Source data
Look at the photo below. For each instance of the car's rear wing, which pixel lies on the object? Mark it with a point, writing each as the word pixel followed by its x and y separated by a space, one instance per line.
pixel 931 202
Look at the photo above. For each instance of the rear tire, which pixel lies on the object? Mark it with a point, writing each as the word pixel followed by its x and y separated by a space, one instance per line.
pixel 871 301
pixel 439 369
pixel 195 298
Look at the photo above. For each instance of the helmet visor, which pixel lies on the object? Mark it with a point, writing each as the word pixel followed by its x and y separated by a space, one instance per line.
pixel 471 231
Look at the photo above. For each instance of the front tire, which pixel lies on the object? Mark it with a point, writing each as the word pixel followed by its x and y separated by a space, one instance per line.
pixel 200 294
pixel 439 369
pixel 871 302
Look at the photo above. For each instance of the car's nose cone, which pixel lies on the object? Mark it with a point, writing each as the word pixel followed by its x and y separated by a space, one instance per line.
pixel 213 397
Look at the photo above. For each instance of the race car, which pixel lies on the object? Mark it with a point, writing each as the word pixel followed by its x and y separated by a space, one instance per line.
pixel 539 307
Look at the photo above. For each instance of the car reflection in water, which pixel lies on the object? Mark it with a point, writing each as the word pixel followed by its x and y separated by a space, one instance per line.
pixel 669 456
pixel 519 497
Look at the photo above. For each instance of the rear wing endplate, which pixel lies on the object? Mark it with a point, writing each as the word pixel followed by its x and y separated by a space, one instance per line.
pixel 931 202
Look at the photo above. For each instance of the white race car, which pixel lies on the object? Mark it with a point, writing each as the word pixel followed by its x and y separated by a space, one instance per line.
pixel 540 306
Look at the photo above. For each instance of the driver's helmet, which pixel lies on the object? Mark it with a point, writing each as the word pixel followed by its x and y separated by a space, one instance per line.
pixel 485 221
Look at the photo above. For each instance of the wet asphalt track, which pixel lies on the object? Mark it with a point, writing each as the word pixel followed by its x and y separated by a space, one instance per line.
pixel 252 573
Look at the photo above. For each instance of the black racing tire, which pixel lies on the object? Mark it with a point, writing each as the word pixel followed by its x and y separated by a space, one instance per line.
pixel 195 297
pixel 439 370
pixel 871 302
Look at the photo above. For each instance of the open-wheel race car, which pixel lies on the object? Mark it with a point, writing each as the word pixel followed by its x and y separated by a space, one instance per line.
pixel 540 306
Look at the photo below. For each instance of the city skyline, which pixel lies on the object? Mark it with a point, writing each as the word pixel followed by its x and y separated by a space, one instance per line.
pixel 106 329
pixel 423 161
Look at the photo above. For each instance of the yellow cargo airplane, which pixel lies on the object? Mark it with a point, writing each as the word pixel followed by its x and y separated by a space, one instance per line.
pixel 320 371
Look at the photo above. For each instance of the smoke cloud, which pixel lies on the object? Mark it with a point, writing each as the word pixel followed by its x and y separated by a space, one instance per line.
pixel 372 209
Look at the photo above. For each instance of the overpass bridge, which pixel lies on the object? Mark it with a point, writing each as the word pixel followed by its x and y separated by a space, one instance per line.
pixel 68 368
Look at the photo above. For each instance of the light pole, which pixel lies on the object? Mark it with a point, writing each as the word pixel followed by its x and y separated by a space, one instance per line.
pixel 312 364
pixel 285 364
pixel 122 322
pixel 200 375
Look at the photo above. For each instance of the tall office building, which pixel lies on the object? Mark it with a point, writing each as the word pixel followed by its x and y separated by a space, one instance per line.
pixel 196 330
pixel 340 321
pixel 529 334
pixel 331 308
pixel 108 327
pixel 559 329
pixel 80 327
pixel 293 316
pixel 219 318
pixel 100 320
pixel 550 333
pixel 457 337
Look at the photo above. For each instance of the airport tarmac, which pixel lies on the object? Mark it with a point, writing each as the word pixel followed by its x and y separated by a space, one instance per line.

Task details
An exact copy of the data is needed.

Task output
Look at the photo below. For each instance of the car's rear wing, which pixel lies on the object? Mark it with a point, writing each as the word pixel followed by its x and y separated by a space, one instance per line.
pixel 931 202
Look at the photo above. For each instance of the rear tire, which pixel lies on the object? Mark it with a point, writing each as the word pixel followed by its x and y separated by a space, one instance per line.
pixel 871 301
pixel 439 369
pixel 195 298
Look at the photo above. For each instance of the helmet visor, which pixel lies on the object? Mark it with a point, writing each as the word pixel followed by its x and y separated by a space, one instance per line.
pixel 471 231
Look at the photo above. For each instance of the front tire, which pixel lies on the object? Mark it with a point, writing each as the word pixel followed by its x and y separated by a space, one instance per line.
pixel 200 294
pixel 439 369
pixel 871 302
Look at the photo above. For each instance of the car's nose cone, which pixel lies on the object? Mark it with a point, writing each as the word pixel followed by its x and y separated by a space, one instance per line.
pixel 213 397
Look at the photo above. For each instance of the race car, which pixel lies on the object? Mark it with a point, writing each as the word pixel followed by its x and y separated by a space, one instance per line.
pixel 539 307
Look at the photo above. For each instance of the car reflection in water, which pixel lies on the object? Mark it with a point, writing each as the word pixel followed by its x and y separated by a space, one instance per line.
pixel 669 456
pixel 519 497
Look at the photo above. For each instance of the rear wing endplate, which pixel lies on the object? Mark it with a point, writing each as the word pixel followed by its x and y separated by a space, one instance per line.
pixel 931 202
Look at the photo above. For each instance of the white race car, which pixel lies on the object? Mark it with a point, writing each as the word pixel followed by its x and y separated by a space, one instance per line.
pixel 540 306
Look at the photo above. For each instance of the driver's helmet, which pixel lies on the object? Mark it with a point, writing each as the word pixel followed by its x and y separated by a space, one instance per line.
pixel 485 221
Look at the photo above. For each instance of the wet asphalt track, which pixel lies on the object? Mark it with a point, writing each as the word pixel followed by its x and y separated by a space, one instance per line.
pixel 252 573
Look at the photo above. For each instance of the black racing tire, which pixel lies on the object? Mark it with a point, writing each as the word pixel followed by its x and y separated by a space, one instance per line.
pixel 195 297
pixel 439 370
pixel 871 302
Look at the photo above. For each instance of the open-wheel race car, which pixel lies on the object? Mark it with a point, writing each as the word pixel followed by its x and y separated by a space, one instance per line.
pixel 540 306
Look at the photo below. For each instance of the city skyline, which pixel lies on the object? Mark it with a point, writing each as the word pixel followed by its x and y separated by a space, one instance per line.
pixel 106 329
pixel 423 161
Look at the photo above. For each instance of the yellow cargo airplane, which pixel lies on the object? Mark it with a point, writing each as the word pixel followed by its x and y separated by a space, one instance per line.
pixel 320 371
Look at the photo above. For each instance of the smoke cloud, which pixel lies on the object? Mark it with a point, writing each as the word pixel followed by its x and y separated by a space, one instance per line.
pixel 372 209
Look at the photo above. For each instance of the overpass bridge, which pixel lies on the object? Mark it with a point, writing each as the word pixel followed by its x and y separated by a space, one instance per line.
pixel 68 368
Look at the photo above. For each instance of the light pole, which pixel lies on the object? Mark it with a point, writing each as the word pixel followed by its x and y separated by a space, one instance per line.
pixel 312 364
pixel 285 364
pixel 122 322
pixel 200 375
Look at the photo above. For each instance of the tall office building, which pixel lies on the object? Mark it with a point, writing each as the word pixel followed by its x and y separated by a space, one instance per line.
pixel 196 330
pixel 340 321
pixel 529 334
pixel 331 308
pixel 108 327
pixel 559 329
pixel 80 327
pixel 293 316
pixel 219 318
pixel 100 320
pixel 550 333
pixel 457 337
Look at the photo above. For each instance of the airport tarmac, which pixel lies on the object? Mark it with a point, writing each as the word pixel followed by its x and y separated by a space, one instance per line.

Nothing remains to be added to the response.